### Les consignes
1: Répondez brièvement à ces questions sur le texte consacré à la charia et à la foi.
(a) Selon le texte, par qui la charia a-t-elle été élaborée ?
(b) Quels actes le premier paragraphe qualifie-t-il de « tout, sauf islamique » ?
(c) D'après le dernier paragraphe, que fait-on des recommandations révélées quand on veut les généraliser à tous ?
2: Dans les lignes de données, recopiez à l'identique la partie qui commence par la ligne contenant « TARGET = white warehouse roof » et se poursuit jusqu'à la dernière ligne de données, ces deux limites incluses.

### Texte à lire
Autre comportement à bannir, est celui de certains religieux qui défendent des idées franchement extrémistes, et qui ne conçoivent même pas que certains ne partagent pas leurs opinions. Les menaces de mort et les tentatives d’intimidation sont tout, sauf islamique. Je n’arrive même pas à comprendre cette démarche. L’islam nous enseigne la tolérance, et la liberté, c’est la voie du juste milieu, et du mérite, chacun aura sa part de bien et de mal en fonction de ses actes. Alors pourquoi menacer, violenter ou contraindre ? Je ne le comprends pas, et jamais je ne l’approuverai. Cela relève de la violation des droits humains les plus élémentaires, ainsi que du péché pur et simple.
C’est sans parler de la bêtise d’identifier la charia à la loi de Dieu. La charia est un droit positif, autrement dit, la charia est un corpus juridique élaboré par des fuqâha’ (jurisconsultes), et autres savants d’une époque lointaine. Or fuqâha’ et savants, sont des êtres humains, ce ne sont pas des anges, ou autre entités métaphysiques. Donc ce droit est un droit qui résulte de spéculations humaines, c’est donc un droit positif. Donc toute attitude servile envers la charia est religieusement injustifiée et à la limite du péché d’idolâtrie. Péché dans lequel nombreux se sont déjà fourvoyés.
Je reste convaincu que les normes, les recommandations que Dieu nous a transmis via la Révélation ne sont pertinentes qu’à partir du moment où chaque croyant décide de se les appliquer à lui-même. Car cela relève du lien unique qui relie chacun d’entre nous à la Révélation et donc à la foi. Chaque croyant vit sa foi à sa manière, pour certains, elle est une source d’espoir pour le futur, pour d’autres, elle apporte un soutien immédiat comme source de réconfort, pour d’autres encore, elle sert de moyen d’atteindre une certaine sérénité et encore est-il possible de trouver bien d’autres formes. Je ne prétends pas connaître tous les liens possibles. Les recommandations révélées ne sont donc pertinentes que dans le cadre de cet échange unique entre le croyant et son mode de croyance. Vouloir généraliser à tous ces recommandations c’est leur porter préjudice. C’est leur faire perdre toute pertinence pour n’en faire que de vils moyens de répressions.

### Données de l'exercice
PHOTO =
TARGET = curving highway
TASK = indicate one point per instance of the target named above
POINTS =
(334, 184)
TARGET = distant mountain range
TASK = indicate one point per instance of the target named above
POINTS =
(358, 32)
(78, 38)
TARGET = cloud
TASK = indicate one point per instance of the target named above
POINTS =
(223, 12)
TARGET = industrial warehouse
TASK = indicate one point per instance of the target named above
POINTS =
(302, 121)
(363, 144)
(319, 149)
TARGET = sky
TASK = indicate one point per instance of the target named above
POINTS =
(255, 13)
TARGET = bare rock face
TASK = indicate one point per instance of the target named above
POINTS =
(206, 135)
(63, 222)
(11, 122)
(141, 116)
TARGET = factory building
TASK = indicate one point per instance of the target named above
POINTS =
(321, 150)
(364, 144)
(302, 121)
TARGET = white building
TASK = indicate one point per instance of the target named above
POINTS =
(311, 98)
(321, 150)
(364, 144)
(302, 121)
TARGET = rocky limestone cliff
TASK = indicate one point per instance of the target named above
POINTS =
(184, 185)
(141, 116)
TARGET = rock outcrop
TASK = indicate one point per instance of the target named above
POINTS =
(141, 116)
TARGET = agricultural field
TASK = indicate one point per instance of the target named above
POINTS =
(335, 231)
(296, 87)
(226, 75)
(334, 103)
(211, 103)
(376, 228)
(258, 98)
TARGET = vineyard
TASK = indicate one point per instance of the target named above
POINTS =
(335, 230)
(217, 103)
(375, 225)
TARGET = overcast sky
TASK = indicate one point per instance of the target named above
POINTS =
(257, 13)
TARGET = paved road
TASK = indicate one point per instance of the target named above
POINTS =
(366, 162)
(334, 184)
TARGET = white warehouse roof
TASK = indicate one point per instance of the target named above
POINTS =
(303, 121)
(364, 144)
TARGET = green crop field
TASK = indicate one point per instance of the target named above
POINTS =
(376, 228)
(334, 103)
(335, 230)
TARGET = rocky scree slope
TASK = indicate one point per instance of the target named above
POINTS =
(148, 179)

### Corrigés
1:
(a) Par des fuqâha' (jurisconsultes) et d'autres savants d'une époque lointaine.
(b) Les menaces de mort et les tentatives d'intimidation.
(c) On leur porte préjudice : on leur fait perdre toute pertinence pour n'en faire que de vils moyens de répressions.

2:
TARGET = white warehouse roof
TASK = indicate one point per instance of the target named above
POINTS =
(303, 121)
(364, 144)
TARGET = green crop field
TASK = indicate one point per instance of the target named above
POINTS =
(376, 228)
(334, 103)
(335, 230)
TARGET = rocky scree slope
TASK = indicate one point per instance of the target named above
POINTS =
(148, 179)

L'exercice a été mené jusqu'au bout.